◆ Documenttekst ◆
Voor het bouwen van gebouwen gelden de volgende bepalingen:

  • a. gebouwen mogen uitsluitend binnen het bouwvlak gebouwd worden;
  • b. het maximale bebouwingspercentage voor gebouwen bedraagt het op de verbeelding ter plaatse van de aanduiding 'maximum bebouwingspercentage' aangegeven bebouwingspercentage;
  • c. de maximale bouwhoogte van gebouwen bedraagt 5 meter.
3.2.2 Bouwwerken, geen gebouw zijnde

Voor het bouwen van bouwwerken, geen gebouw zijnde gelden de volgende bepalingen:

  • a. bouwwerken, geen gebouw zijnde, die noodzakelijk zijn voor de aanleg en instandhouding van het in artikel 3.1 bedoelde transformatorstation mogen uitsluitend binnen het bouwvlak gebouwd worden, met uitzondering van:
    • 1. overige bouwwerken, geen gebouw zijnde, zoals erfscheidingen, mogen buiten het bouwvlak gebouwd worden.

◆ Opdrachten ◆
1. Wat is volgens de bouwregels de maximale bouwhoogte van gebouwen?
2. Geef uit de bouwregels woord voor woord het stuk weer dat begint bij "Voor het bouwen van bouwwerken, geen" en doorloopt tot en met "bouwvlak gebouwd worden.".
3. Schrijf het volgende gedeelte van de bouwregels, aansluitend op de laatste bepaling.

◆ Verzameld materiaal ◆

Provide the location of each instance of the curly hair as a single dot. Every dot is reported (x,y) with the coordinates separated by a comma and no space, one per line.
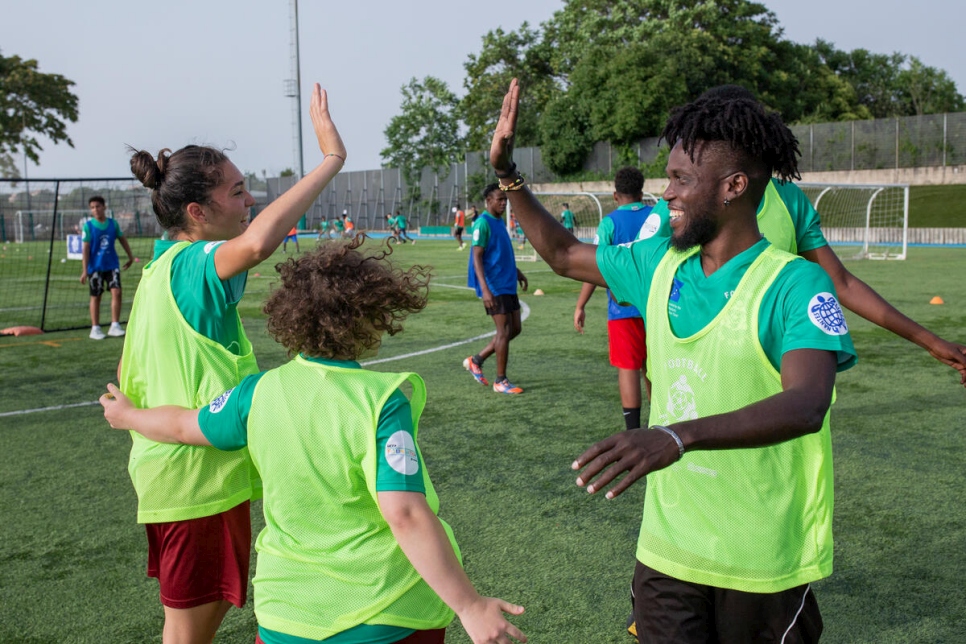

◆ Eindresultaten ◆
1. 5 meter.

2.
Voor het bouwen van bouwwerken, geen gebouw zijnde gelden de volgende bepalingen:

  • a. bouwwerken, geen gebouw zijnde, die noodzakelijk zijn voor de aanleg en instandhouding van het in artikel 3.1 bedoelde transformatorstation mogen uitsluitend binnen het bouwvlak gebouwd worden, met uitzondering van:
    • 1. overige bouwwerken, geen gebouw zijnde, zoals erfscheidingen, mogen buiten het bouwvlak gebouwd worden.

3.
  • b. voor bouwwerken, geen gebouw zijnde, geldt geen maximum bebouwingspercentage;
  • c. de maximale bouwhoogte van bouwwerken, geen gebouw zijnde, bedraagt 15 meter, met dien verstande dat de maximale bouwhoogte voor bliksemafleiders 20 meter bedraagt, met uitzondering van:
    • 1. erfafscheidingen waarvoor de maximale bouwhoogte 3 meter bedraagt.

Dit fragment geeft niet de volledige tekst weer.